§ **抽出資料**
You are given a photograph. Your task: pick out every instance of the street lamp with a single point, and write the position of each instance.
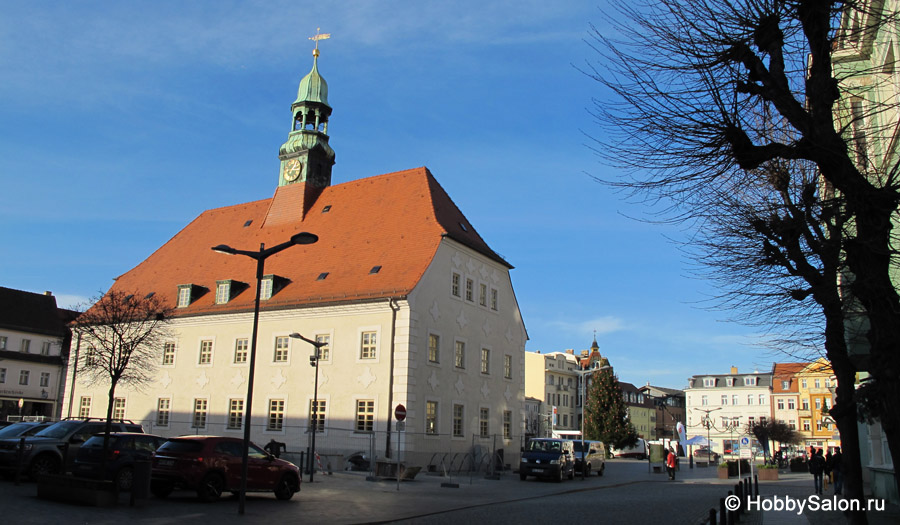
(260, 258)
(581, 374)
(313, 361)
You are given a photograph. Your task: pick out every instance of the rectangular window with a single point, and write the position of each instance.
(276, 415)
(317, 415)
(365, 415)
(484, 422)
(282, 344)
(119, 408)
(205, 353)
(163, 407)
(223, 292)
(367, 345)
(431, 417)
(324, 351)
(458, 417)
(265, 287)
(200, 410)
(240, 350)
(184, 296)
(235, 413)
(434, 348)
(84, 408)
(169, 354)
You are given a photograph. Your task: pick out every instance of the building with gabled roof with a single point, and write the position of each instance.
(410, 304)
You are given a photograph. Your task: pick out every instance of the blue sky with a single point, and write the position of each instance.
(122, 121)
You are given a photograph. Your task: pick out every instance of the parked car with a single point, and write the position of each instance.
(704, 453)
(123, 449)
(22, 429)
(638, 451)
(594, 460)
(548, 458)
(211, 465)
(53, 449)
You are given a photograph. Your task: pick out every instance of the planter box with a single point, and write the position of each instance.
(767, 474)
(80, 491)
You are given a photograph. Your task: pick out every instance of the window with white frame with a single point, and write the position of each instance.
(168, 354)
(459, 413)
(459, 355)
(235, 413)
(367, 345)
(205, 353)
(324, 350)
(163, 409)
(275, 420)
(434, 348)
(282, 345)
(241, 349)
(84, 407)
(119, 408)
(317, 415)
(365, 415)
(431, 415)
(200, 411)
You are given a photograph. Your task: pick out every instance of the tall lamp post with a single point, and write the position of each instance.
(260, 258)
(313, 361)
(581, 374)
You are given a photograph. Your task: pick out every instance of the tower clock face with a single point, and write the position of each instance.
(292, 169)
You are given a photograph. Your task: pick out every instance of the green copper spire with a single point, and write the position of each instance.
(306, 155)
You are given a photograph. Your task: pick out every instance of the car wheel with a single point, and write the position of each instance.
(211, 487)
(285, 488)
(125, 478)
(161, 489)
(43, 464)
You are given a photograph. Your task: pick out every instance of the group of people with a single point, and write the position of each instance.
(827, 467)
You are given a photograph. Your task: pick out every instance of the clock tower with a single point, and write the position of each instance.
(306, 155)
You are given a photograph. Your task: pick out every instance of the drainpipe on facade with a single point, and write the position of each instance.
(390, 407)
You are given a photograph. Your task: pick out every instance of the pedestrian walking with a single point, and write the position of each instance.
(670, 464)
(836, 471)
(817, 469)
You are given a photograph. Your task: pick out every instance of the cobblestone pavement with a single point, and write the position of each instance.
(628, 493)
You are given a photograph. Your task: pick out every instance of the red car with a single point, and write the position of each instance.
(211, 465)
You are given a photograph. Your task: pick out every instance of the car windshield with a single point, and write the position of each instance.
(58, 430)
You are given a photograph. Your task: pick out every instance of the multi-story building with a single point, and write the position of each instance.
(34, 345)
(411, 306)
(552, 378)
(722, 405)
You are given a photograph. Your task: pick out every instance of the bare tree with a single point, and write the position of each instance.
(721, 111)
(125, 333)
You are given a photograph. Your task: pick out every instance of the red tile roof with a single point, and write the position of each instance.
(395, 221)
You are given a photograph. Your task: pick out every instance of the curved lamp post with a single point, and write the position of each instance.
(260, 258)
(313, 361)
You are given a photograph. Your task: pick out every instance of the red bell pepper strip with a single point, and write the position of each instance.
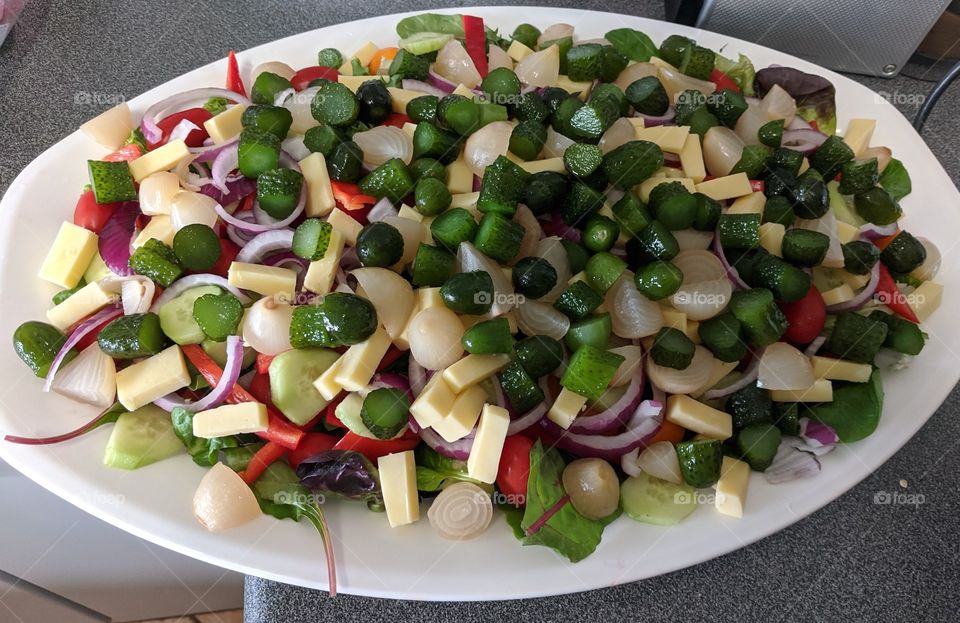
(234, 82)
(279, 430)
(476, 42)
(349, 197)
(890, 295)
(373, 449)
(261, 460)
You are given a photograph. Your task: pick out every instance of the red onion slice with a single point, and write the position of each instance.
(78, 334)
(217, 394)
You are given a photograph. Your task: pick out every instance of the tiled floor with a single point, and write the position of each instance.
(224, 616)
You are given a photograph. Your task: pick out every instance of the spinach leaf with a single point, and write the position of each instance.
(204, 452)
(633, 44)
(566, 531)
(896, 180)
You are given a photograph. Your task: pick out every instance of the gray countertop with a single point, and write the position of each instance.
(856, 559)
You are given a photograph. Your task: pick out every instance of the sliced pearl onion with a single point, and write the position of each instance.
(633, 73)
(931, 266)
(660, 461)
(684, 381)
(551, 249)
(722, 149)
(223, 500)
(157, 191)
(434, 337)
(622, 131)
(382, 143)
(299, 106)
(784, 367)
(266, 326)
(540, 69)
(454, 64)
(486, 144)
(632, 314)
(632, 356)
(536, 318)
(190, 208)
(461, 511)
(391, 295)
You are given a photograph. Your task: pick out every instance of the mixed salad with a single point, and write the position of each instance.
(569, 279)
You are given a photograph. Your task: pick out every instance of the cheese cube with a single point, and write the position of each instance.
(684, 411)
(748, 204)
(731, 494)
(162, 158)
(159, 227)
(155, 377)
(434, 402)
(265, 280)
(728, 187)
(691, 159)
(472, 369)
(550, 164)
(840, 370)
(321, 273)
(246, 417)
(72, 250)
(226, 125)
(820, 391)
(84, 302)
(348, 227)
(484, 460)
(319, 191)
(359, 363)
(925, 299)
(517, 51)
(771, 237)
(464, 415)
(398, 481)
(566, 408)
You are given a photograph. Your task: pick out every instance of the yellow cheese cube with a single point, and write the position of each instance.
(159, 227)
(771, 237)
(925, 299)
(348, 227)
(321, 273)
(265, 280)
(154, 377)
(684, 411)
(434, 402)
(820, 391)
(72, 250)
(550, 164)
(226, 125)
(162, 158)
(472, 369)
(731, 494)
(566, 408)
(246, 417)
(319, 191)
(84, 302)
(517, 51)
(398, 482)
(840, 370)
(484, 460)
(728, 187)
(464, 415)
(358, 364)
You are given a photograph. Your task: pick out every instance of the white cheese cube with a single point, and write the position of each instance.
(484, 460)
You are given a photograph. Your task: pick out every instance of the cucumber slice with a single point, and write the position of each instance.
(292, 374)
(141, 437)
(176, 316)
(651, 500)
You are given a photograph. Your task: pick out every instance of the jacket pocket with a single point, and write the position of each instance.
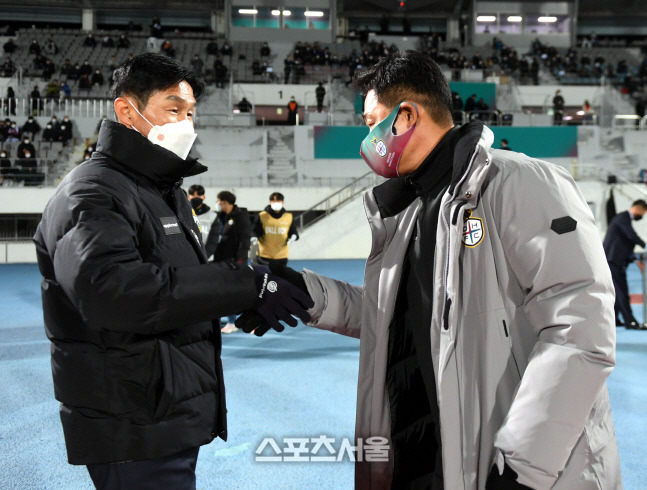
(164, 392)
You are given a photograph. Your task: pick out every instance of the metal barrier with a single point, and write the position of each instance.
(336, 199)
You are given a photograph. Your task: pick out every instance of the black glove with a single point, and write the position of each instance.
(278, 299)
(252, 321)
(506, 481)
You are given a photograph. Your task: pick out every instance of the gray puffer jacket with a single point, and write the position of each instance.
(522, 331)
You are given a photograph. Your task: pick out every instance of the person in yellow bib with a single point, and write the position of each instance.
(275, 229)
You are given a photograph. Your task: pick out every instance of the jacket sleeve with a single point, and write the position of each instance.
(338, 305)
(212, 238)
(569, 303)
(628, 231)
(244, 234)
(98, 266)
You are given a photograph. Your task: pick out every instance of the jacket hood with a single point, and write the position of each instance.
(135, 153)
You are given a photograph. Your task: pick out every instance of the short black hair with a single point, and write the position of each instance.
(227, 196)
(276, 196)
(412, 76)
(196, 189)
(144, 74)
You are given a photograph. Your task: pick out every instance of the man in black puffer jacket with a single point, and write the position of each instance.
(128, 296)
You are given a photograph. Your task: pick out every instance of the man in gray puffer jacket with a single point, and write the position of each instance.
(486, 319)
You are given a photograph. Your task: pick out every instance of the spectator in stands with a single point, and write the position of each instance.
(10, 102)
(244, 105)
(10, 46)
(25, 147)
(49, 69)
(212, 47)
(558, 107)
(228, 239)
(156, 27)
(7, 171)
(320, 93)
(34, 47)
(53, 90)
(7, 68)
(470, 104)
(168, 49)
(31, 127)
(85, 83)
(86, 68)
(65, 133)
(287, 68)
(13, 133)
(226, 49)
(220, 71)
(198, 64)
(123, 42)
(89, 41)
(97, 78)
(66, 68)
(36, 101)
(293, 110)
(113, 64)
(51, 48)
(50, 133)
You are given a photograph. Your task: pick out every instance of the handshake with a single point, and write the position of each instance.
(281, 295)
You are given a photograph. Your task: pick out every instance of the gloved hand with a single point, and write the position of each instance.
(505, 481)
(252, 321)
(279, 299)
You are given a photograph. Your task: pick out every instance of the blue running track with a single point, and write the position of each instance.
(298, 384)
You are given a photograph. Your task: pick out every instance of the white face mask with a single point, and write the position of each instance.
(176, 137)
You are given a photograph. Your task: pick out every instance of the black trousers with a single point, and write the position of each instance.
(175, 472)
(622, 305)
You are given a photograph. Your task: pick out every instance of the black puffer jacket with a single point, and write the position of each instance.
(129, 299)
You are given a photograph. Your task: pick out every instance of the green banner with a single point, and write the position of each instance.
(342, 142)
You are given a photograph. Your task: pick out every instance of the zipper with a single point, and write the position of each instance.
(447, 302)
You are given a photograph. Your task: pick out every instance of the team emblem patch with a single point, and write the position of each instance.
(473, 230)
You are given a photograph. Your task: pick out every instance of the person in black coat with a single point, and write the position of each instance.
(619, 244)
(228, 239)
(129, 299)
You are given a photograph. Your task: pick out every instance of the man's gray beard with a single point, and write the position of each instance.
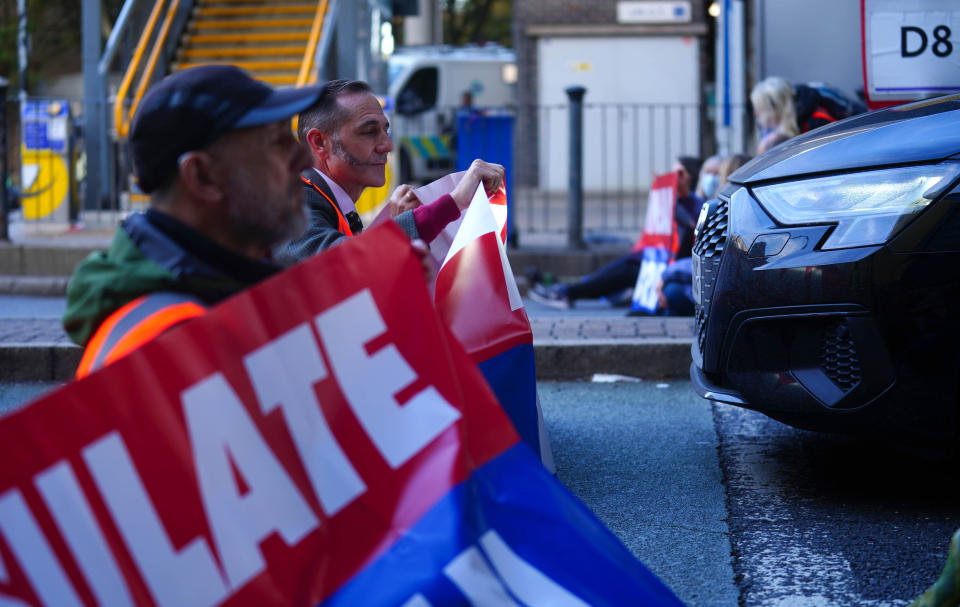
(262, 233)
(341, 152)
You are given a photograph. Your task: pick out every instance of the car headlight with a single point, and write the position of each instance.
(867, 207)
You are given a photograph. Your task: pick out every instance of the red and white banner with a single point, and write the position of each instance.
(320, 439)
(658, 241)
(248, 457)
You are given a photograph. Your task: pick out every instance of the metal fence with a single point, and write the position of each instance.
(624, 145)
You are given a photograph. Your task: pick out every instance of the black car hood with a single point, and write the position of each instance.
(924, 131)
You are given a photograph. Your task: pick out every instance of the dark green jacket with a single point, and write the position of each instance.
(153, 252)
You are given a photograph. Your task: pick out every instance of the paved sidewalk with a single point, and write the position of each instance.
(569, 344)
(569, 347)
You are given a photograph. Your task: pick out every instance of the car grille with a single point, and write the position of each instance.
(838, 356)
(709, 248)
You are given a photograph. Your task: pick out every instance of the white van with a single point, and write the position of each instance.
(427, 86)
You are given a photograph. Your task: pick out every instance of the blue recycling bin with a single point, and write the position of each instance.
(488, 137)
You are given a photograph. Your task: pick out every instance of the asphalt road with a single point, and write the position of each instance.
(825, 520)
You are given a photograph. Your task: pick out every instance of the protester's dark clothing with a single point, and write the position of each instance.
(154, 252)
(610, 279)
(685, 213)
(678, 287)
(322, 233)
(621, 273)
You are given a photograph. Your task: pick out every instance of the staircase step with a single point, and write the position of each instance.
(209, 24)
(206, 3)
(225, 52)
(261, 9)
(251, 66)
(274, 77)
(206, 38)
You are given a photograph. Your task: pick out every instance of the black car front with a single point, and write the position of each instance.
(827, 273)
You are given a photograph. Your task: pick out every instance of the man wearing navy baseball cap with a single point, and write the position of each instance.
(214, 150)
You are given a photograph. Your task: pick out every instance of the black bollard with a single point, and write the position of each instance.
(575, 188)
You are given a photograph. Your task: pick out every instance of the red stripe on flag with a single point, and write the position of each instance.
(472, 299)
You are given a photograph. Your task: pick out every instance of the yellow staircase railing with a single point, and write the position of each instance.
(123, 114)
(271, 39)
(274, 40)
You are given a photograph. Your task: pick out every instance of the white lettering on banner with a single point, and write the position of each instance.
(526, 582)
(60, 490)
(221, 431)
(28, 544)
(659, 218)
(470, 573)
(284, 373)
(399, 432)
(187, 577)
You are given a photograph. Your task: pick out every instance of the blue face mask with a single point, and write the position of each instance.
(709, 183)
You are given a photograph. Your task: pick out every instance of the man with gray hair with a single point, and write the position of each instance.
(348, 137)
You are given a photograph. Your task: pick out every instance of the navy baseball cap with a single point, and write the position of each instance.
(190, 109)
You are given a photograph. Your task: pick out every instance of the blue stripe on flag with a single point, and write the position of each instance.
(512, 376)
(515, 499)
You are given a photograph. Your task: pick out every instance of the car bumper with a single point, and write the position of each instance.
(803, 334)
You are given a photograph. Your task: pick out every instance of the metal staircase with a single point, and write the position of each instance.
(280, 42)
(276, 41)
(269, 38)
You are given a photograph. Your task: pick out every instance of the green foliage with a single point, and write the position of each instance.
(477, 21)
(55, 34)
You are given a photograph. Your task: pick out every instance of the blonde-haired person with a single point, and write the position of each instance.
(774, 109)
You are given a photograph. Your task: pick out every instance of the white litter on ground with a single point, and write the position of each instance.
(609, 378)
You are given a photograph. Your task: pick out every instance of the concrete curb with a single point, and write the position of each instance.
(35, 362)
(42, 286)
(647, 359)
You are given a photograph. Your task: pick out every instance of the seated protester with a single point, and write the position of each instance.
(348, 137)
(620, 275)
(709, 177)
(675, 291)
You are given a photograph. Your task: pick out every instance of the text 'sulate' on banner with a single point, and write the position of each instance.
(307, 442)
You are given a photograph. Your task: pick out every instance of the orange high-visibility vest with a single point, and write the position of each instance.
(135, 324)
(342, 225)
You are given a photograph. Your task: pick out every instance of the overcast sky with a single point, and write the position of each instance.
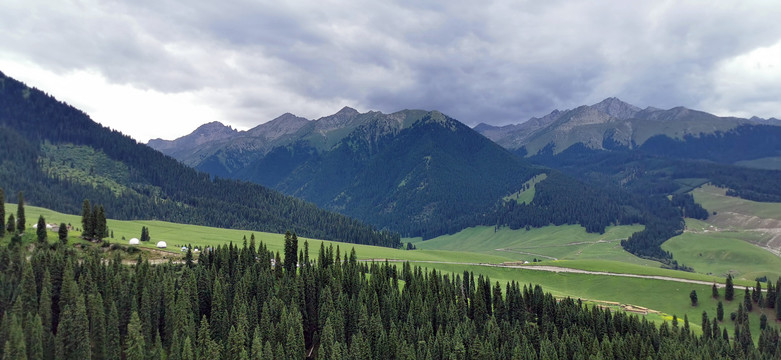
(152, 68)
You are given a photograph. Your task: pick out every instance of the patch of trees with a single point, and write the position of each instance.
(745, 142)
(93, 221)
(29, 117)
(560, 200)
(233, 303)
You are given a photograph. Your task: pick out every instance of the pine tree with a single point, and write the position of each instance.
(72, 339)
(747, 303)
(135, 345)
(291, 252)
(729, 291)
(100, 223)
(34, 337)
(86, 220)
(41, 229)
(21, 221)
(15, 347)
(62, 233)
(113, 345)
(778, 304)
(11, 226)
(720, 311)
(2, 212)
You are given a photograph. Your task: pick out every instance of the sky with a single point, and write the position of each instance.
(159, 69)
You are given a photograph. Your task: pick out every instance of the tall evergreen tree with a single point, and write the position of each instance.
(41, 229)
(100, 223)
(778, 304)
(291, 252)
(21, 221)
(2, 212)
(15, 347)
(113, 345)
(729, 291)
(86, 220)
(72, 339)
(135, 346)
(62, 233)
(720, 311)
(11, 226)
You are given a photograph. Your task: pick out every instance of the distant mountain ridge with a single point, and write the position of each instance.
(58, 156)
(609, 124)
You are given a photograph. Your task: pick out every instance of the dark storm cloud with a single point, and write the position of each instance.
(494, 62)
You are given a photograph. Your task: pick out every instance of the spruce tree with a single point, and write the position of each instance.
(291, 252)
(135, 345)
(100, 224)
(2, 212)
(33, 333)
(113, 345)
(20, 218)
(62, 233)
(15, 347)
(11, 226)
(72, 339)
(41, 229)
(720, 311)
(86, 220)
(778, 304)
(729, 291)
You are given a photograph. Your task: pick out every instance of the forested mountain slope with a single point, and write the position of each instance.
(615, 125)
(233, 303)
(58, 156)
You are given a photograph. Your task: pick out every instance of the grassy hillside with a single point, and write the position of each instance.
(663, 298)
(722, 253)
(547, 243)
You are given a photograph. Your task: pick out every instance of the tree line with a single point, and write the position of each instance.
(57, 303)
(29, 117)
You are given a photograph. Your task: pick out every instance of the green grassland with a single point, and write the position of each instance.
(526, 196)
(177, 235)
(466, 253)
(714, 199)
(769, 163)
(667, 297)
(548, 243)
(723, 253)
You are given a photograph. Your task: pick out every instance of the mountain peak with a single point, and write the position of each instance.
(614, 107)
(347, 111)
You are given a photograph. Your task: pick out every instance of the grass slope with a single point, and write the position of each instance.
(667, 297)
(548, 243)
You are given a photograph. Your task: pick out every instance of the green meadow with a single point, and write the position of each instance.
(468, 249)
(722, 253)
(548, 243)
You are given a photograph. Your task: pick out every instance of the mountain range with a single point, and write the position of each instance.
(612, 124)
(57, 156)
(418, 172)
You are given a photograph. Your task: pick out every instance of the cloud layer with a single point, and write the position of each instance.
(161, 68)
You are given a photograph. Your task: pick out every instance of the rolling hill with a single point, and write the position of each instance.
(58, 156)
(615, 125)
(418, 172)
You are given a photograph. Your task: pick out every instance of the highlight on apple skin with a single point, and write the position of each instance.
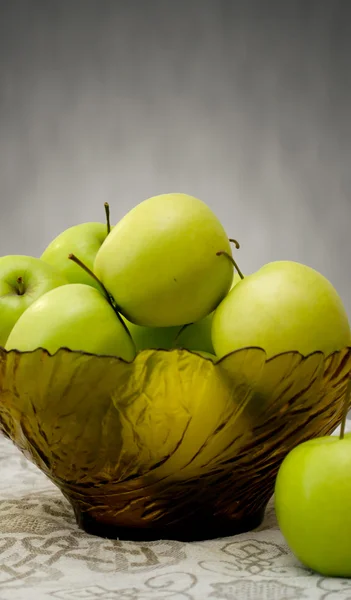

§ **課題**
「the green meadow」を含む行から記録の最後の行までを、指示文も含めてそのまま書き写しなさい。その際、解答にある座標の数値はすべて0.3倍に縮小し、小数第一位を四捨五入して整数にし、画像は省くこと。

§ **解答**
You are given a photograph. Your task: pick out every instance of the green meadow with a single point, and write the position of each instance.
(140, 75)
(217, 76)
(164, 73)
You are given a photograph. Your task: pick out every instance of the mountain range with a single point, and write the position of each instance.
(184, 37)
(17, 47)
(125, 52)
You are given a photograph. Your task: pick out every instance of the cloud layer with a single point, and write the position of each instance.
(48, 20)
You are given a photograph. Your task: pick out every instance of the rolling hill with a single point, and write the position of each instance.
(17, 47)
(185, 38)
(125, 52)
You are given a photograph. Your task: pick out every instance of the highlight on apple skin with a single point, and write the position of each instance.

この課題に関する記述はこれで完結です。